» Prompt: Print the entries exactly as given.

» Material provided:

[Start of Attachment]

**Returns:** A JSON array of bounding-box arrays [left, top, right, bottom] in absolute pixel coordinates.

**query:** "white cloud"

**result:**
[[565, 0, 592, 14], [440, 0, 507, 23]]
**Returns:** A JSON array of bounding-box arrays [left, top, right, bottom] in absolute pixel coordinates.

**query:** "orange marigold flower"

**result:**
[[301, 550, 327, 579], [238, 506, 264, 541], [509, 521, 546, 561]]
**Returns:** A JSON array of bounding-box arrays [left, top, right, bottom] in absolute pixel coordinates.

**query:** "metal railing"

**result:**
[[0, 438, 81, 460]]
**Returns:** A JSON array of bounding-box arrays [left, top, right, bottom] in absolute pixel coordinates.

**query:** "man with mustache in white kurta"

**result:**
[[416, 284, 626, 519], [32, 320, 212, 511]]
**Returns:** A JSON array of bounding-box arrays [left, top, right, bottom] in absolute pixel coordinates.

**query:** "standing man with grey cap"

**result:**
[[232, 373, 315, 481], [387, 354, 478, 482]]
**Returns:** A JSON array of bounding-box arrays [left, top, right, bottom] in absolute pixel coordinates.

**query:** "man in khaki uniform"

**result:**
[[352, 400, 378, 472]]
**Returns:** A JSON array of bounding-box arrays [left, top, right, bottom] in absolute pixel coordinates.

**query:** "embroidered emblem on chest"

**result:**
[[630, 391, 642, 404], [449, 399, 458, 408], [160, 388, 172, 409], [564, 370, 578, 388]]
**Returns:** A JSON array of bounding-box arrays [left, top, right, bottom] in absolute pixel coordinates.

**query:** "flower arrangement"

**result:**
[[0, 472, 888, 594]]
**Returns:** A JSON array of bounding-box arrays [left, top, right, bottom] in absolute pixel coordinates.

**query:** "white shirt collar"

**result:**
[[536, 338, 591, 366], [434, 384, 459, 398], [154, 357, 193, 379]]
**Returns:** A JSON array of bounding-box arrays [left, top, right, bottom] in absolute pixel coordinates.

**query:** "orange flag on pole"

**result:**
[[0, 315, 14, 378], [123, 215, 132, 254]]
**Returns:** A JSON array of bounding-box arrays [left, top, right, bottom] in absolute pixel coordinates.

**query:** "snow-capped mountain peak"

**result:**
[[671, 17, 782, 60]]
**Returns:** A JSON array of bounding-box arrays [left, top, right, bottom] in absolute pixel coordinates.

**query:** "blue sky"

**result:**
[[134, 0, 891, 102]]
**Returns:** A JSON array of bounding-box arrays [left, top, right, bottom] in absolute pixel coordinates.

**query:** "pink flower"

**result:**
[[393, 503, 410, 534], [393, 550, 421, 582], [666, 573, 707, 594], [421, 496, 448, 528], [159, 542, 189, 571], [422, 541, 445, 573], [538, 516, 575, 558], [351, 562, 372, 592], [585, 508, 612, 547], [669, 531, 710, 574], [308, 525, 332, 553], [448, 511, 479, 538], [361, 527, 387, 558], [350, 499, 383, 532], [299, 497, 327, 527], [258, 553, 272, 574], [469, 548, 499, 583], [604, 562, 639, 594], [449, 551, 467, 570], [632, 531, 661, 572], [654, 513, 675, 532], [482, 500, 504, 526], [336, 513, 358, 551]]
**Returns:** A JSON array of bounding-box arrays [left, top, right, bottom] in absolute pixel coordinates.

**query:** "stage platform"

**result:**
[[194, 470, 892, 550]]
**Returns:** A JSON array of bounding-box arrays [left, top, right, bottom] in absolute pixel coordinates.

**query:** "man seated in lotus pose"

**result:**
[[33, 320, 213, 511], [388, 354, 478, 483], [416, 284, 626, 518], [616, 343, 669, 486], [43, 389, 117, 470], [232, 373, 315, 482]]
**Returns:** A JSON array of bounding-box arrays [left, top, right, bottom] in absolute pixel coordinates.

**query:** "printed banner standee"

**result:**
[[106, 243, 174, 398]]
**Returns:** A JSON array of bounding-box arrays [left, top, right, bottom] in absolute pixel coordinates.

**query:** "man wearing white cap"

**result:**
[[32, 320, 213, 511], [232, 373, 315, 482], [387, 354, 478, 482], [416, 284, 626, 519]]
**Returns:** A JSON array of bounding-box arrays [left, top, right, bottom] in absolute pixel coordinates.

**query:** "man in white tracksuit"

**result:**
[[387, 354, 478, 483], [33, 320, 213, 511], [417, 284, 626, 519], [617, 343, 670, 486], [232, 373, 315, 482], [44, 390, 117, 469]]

[End of Attachment]

» Output below:
**Returns:** A JSON array of bounding-box arrays [left, top, right, bottom] in absolute pixel coordinates.

**query:** "white cloud"

**result:**
[[565, 0, 592, 14], [440, 0, 507, 23]]
**Returns:** A JSON array of bounding-box arrays [left, top, right, bottom] in absolute pixel coordinates.

**query:** "orange marigold flower"

**result:**
[[301, 550, 327, 579], [238, 506, 264, 541], [509, 521, 546, 561]]
**Returns:** A JSON array of bounding-box arrays [left, top, right, bottom] in absolute pixel coordinates.

**query:** "metal railing"

**result:**
[[0, 438, 81, 460]]
**Returns:** A JSON array of bounding-box arrays [left, top, right, bottom] in absolute pixel coordinates.

**query:** "man with mustache in white kurta"

**result:**
[[416, 284, 626, 519], [32, 320, 212, 511]]
**Returns:** A JSON array of bounding-box arrays [left, top, right, bottom] in absolute pixel coordinates.

**query:** "standing man with grey cap"

**result:**
[[232, 373, 315, 481], [387, 354, 478, 482]]
**Returns:** A JSON array of bounding-box arrays [left, top, right, bottom] in absolute pixel coordinates.

**query:** "man in khaki uniform"

**result:**
[[352, 400, 378, 472]]
**Returns:** A JSON array of bounding-box arrays [left, top, right, bottom] in absolute pixel coordinates.

**query:** "embroidered emblem on chest"

**result:**
[[630, 391, 642, 404], [449, 399, 458, 408], [160, 388, 172, 409], [564, 370, 578, 388]]
**Returns:** A JSON array of bounding-box arrays [left, top, right, bottom] in absolute pixel coordinates.

**query:** "flower arrangement"

**result:**
[[0, 472, 888, 594]]
**Returns:** A JSON array of bounding-box arrays [left, top, right, bottom] in absolute pixel coordinates.

**query:** "white shirt collar"

**result:**
[[536, 338, 591, 366], [434, 384, 459, 398], [154, 357, 193, 379]]
**Returns:** A JSON array of bounding-box arrays [left, top, right, bottom] in absolute pixel coordinates.

**query:** "orange flag on pole"

**result:**
[[0, 315, 14, 378], [123, 215, 132, 254]]
**Returns:** A JSON array of bounding-box arrays [left, top, right, bottom] in absolute pixel coordinates.

**query:** "snow-capped mountain peak"

**result:**
[[671, 17, 782, 60]]
**Returns:** A JSON array of bounding-box arrays [left, top, right, bottom] in absolute pixel coordinates.

**query:** "blue sky"

**result:**
[[134, 0, 891, 102]]
**Returns:** A JSON array of bounding-box arrays [left, top, right, bottom] in absolute pixel coordinates.

**query:** "pink flower"

**result:**
[[393, 503, 410, 534], [393, 550, 421, 582], [666, 573, 707, 594], [421, 496, 448, 528], [159, 542, 189, 571], [422, 541, 445, 573], [538, 516, 575, 558], [351, 562, 372, 592], [585, 508, 612, 547], [669, 531, 710, 574], [308, 525, 332, 553], [448, 511, 479, 538], [361, 527, 387, 558], [350, 499, 383, 532], [299, 497, 327, 527], [258, 553, 272, 574], [469, 548, 499, 583], [604, 562, 639, 594], [449, 551, 467, 570], [632, 531, 661, 572], [654, 513, 675, 532], [482, 500, 504, 526], [336, 513, 358, 551]]
**Returns:** A JSON array of bounding-box arrays [left, top, right, bottom] in absolute pixel coordinates.

**query:** "stage platform"

**result:**
[[194, 470, 892, 550]]
**Returns:** A JSON array of bounding-box arrays [left, top, right, bottom] in absolute pixel coordinates.

**query:** "man seated in lotus pose"

**result:**
[[33, 320, 213, 511], [388, 354, 478, 483], [416, 284, 626, 518], [616, 343, 669, 486], [43, 389, 117, 470], [232, 373, 315, 482]]
**Returns:** A JSON array of bounding-box arrays [left, top, right, bottom] in absolute pixel coordinates.

**query:** "printed banner standee"

**result:**
[[106, 243, 174, 398]]
**Returns:** A JSON array of bounding-box arrays [left, top, right, bottom] in absolute pixel coordinates.

**query:** "man wearing white cap"

**result:**
[[32, 320, 213, 511], [232, 373, 315, 482], [387, 354, 478, 482], [416, 284, 626, 519]]
**Returns:** A JSON array of bounding-box arrays [left, top, right, bottom] in absolute pixel coordinates.

**query:** "man in white tracksuit"

**result:**
[[387, 354, 478, 483], [33, 320, 213, 511], [417, 284, 626, 519], [617, 343, 670, 486], [232, 373, 315, 482], [44, 390, 117, 469]]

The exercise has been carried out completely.